▶ Given text
start

Product Reliability — Is it Just a Matter of Perspective?
Think back to a time when you bought an expensive item on an internet shopping site. You add your items to the cart, hit the “Pay” button and then, Boom! An ugly page error occurs. In a panic you hit the back button but the page shows no indication of whether you’ve been charged or not. You think for a minute, hope it was just a mistake and click “Pay” again. Now you get a different error message! Thoughts immediately race through your head:
- Is the site secure?
- What if my credit card details are floating around on some foreign server?
- Has my personal information been compromised?
- Have I been charged twice?
- Will I even get the items I wanted or something else?
You then spend the next two days calling customer service, checking your bank accounts and if you don’t get any answers you most likely unleash a cathartic social media storm of rage and swear to never use the site again.
Hardly a great customer experience. But what if behind the confusing pages, everything is fine, the system handled the duplicate order gracefully and dutifully initiated the order process? What is your perspective in this case? You might still think the site’s unreliable and can’t be trusted — especially if the same thing happens again (even if everything works fine in the background).
Now imagine if instead of ugly and confusing pages, you receive:
- a thank you message for your order
- some information that the systems are experiencing heavy loads
- a message saying your information is safe
- and a promise to receive an order confirmation within a few hours
Your heart rate will probably stay lower and you’ll make a mental note to check your mailbox.
That’s the perception of Reliability, when your systems are in a failed state but they adapt and protect the customer experience
No company wants a customer to have a poor experience using their Products, especially after they have invested, built, marketed and released them. They know this leads to a decline in engagement with your other Products, your brand, or worse, they’ll leave and go to your competitors. Reliability of your Products is important. If your Products are not Reliable, then your organisation won’t be as successful as it can be.
For the sake of context, I’ll focus on digital Products made using software e.g. a website or mobile application, and not material goods. I’ll explain how you can understand Reliability both as a concept and a perspective, what influences its effectiveness, and propose ways to increase the Reliability of the Products you build in your organisation.
So, what do we mean by a Reliable Product?
A Reliable Product is something that provides a consistent, predictable experience when used or observed. If failure or unforeseen issues occur, the user is not left with a poor experience such as an ugly “Page not Found” error, or a blank screen with a spinning automated image. It should provide positive feedback in cases of failure — such as a reassuring message with a link to your transaction that you can check later, or a promise to follow up using another communication medium (i.e. SMS or email) once everything’s returned to normal.
Reliability can be a subjective concept and highly contextual, so let’s compare a simple tool with a modern website to illustrate the differences and in the process introduce another term — Resiliency.
The simple versus not so simple view of Reliability
A simple, single-function tool can be considered Reliable if it does what it should do, each and every time you use it, within the parameters of what it was designed for. It is dependable and in a very human context, trustworthy. It’s like an old hammer or workshop clamp your grandfather made, it’s going to be useful long after you are gone and will keep doing what it is supposed to do.
My grandfather made this clamp over 60 years ago, primarily for the purpose of clamping pieces of timber and steel he worked on at home. This was always its intended purpose. No more, no less. It won’t need modifications or changes to its form or function for the rest of its existence. It works strictly as designed, and will just keep clamping pieces of timber and steel whenever I need it to.

end

▶ Given problem 1
In the product reliability article, how long ago did the writer's grandfather make the clamp?

[Stored entries]
start

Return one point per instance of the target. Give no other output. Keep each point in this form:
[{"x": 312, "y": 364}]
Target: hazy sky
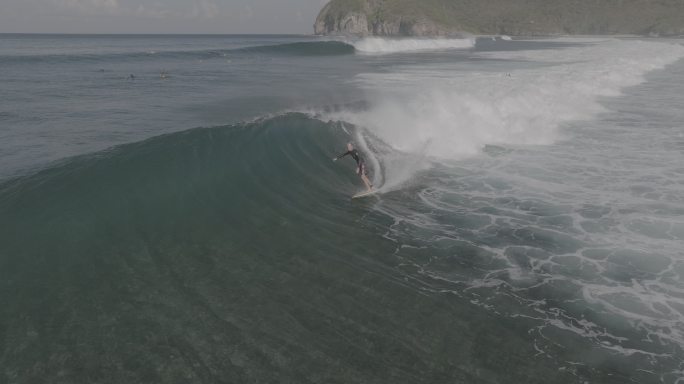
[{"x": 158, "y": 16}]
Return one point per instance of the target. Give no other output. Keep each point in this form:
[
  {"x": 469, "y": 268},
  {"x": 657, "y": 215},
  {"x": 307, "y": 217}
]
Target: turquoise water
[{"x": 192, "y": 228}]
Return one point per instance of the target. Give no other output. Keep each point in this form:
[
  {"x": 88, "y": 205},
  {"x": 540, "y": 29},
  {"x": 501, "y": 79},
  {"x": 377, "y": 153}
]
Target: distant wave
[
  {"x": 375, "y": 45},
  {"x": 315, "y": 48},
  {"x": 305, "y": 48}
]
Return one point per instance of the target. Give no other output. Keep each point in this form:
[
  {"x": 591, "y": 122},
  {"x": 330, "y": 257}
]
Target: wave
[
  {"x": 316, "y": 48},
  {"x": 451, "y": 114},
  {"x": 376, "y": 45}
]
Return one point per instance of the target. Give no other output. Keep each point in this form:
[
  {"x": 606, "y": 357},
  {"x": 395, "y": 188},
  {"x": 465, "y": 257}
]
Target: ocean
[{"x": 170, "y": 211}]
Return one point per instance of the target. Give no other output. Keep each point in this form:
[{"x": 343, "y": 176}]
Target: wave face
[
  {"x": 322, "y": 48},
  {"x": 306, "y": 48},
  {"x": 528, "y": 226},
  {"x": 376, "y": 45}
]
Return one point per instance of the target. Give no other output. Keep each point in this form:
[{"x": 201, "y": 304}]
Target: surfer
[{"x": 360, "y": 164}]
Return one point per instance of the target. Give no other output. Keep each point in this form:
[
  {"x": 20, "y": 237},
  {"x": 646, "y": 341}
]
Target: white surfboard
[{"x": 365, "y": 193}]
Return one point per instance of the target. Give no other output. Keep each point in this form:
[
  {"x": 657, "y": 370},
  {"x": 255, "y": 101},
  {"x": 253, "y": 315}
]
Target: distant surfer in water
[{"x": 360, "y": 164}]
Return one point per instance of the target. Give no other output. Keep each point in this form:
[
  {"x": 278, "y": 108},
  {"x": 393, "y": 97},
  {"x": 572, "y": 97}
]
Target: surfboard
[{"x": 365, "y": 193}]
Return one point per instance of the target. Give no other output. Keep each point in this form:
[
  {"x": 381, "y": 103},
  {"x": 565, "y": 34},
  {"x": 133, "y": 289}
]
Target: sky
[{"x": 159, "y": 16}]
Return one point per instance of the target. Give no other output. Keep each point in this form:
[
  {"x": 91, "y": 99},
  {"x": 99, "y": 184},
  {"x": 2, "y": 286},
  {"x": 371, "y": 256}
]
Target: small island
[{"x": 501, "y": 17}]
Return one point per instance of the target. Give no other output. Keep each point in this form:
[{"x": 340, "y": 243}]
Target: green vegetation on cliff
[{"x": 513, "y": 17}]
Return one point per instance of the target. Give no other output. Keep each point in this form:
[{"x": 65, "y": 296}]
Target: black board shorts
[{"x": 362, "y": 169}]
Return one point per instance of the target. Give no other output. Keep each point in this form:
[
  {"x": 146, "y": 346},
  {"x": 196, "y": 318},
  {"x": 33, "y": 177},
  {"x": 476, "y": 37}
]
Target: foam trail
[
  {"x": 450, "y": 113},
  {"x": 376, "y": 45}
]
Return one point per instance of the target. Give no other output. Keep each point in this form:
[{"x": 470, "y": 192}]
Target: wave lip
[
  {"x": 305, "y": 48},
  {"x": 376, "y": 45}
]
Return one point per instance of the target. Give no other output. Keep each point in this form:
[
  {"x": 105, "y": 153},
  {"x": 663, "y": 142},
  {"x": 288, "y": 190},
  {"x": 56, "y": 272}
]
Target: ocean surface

end
start

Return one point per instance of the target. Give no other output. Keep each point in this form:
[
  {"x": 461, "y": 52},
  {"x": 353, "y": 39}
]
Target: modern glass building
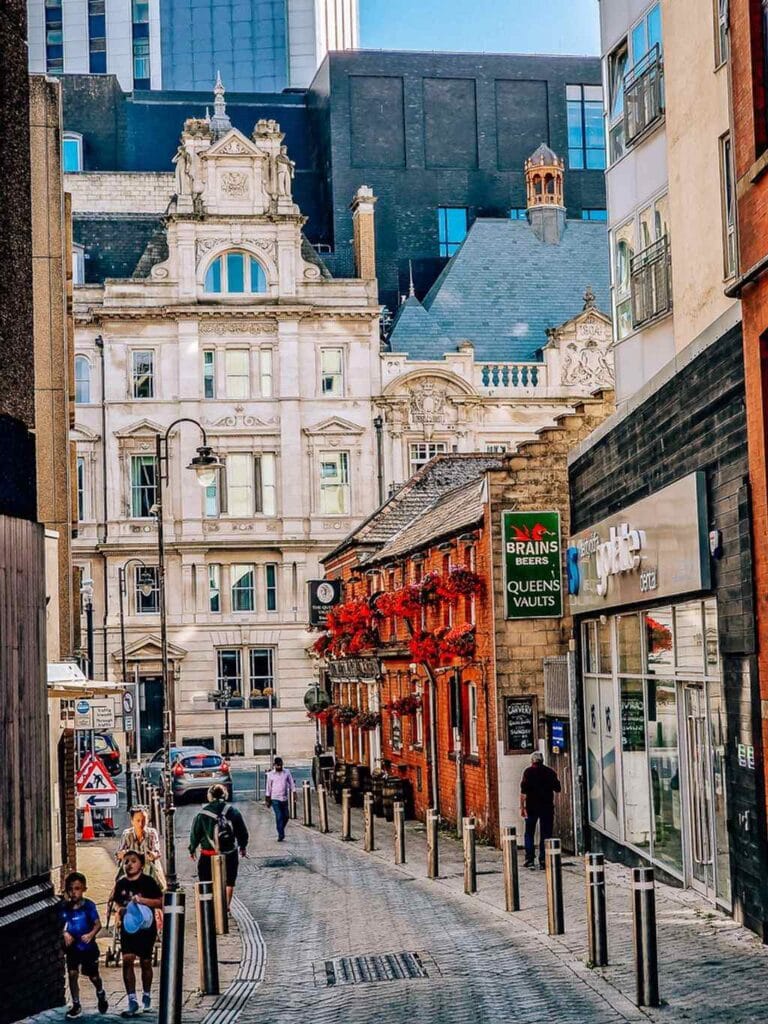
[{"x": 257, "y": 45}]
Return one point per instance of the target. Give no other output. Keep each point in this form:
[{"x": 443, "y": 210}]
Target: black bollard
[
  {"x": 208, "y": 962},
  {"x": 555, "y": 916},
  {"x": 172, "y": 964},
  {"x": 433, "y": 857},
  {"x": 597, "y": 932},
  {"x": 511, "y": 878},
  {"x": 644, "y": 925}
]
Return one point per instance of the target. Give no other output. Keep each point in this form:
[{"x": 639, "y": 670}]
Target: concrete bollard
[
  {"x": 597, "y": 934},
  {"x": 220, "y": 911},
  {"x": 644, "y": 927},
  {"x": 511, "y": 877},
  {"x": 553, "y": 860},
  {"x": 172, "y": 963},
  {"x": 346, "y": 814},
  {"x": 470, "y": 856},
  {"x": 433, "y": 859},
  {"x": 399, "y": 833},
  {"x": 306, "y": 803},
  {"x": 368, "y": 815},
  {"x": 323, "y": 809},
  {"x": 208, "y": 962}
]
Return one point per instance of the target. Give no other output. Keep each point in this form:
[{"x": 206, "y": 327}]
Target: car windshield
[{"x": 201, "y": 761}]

end

▶ Given problem 2
Please find every line in the records that contains the word "distant", and copy each one. Case counts.

▶ Output 1
Over 60 years ago.

▶ Output 2
Target: distant wave
Target: distant surfer in water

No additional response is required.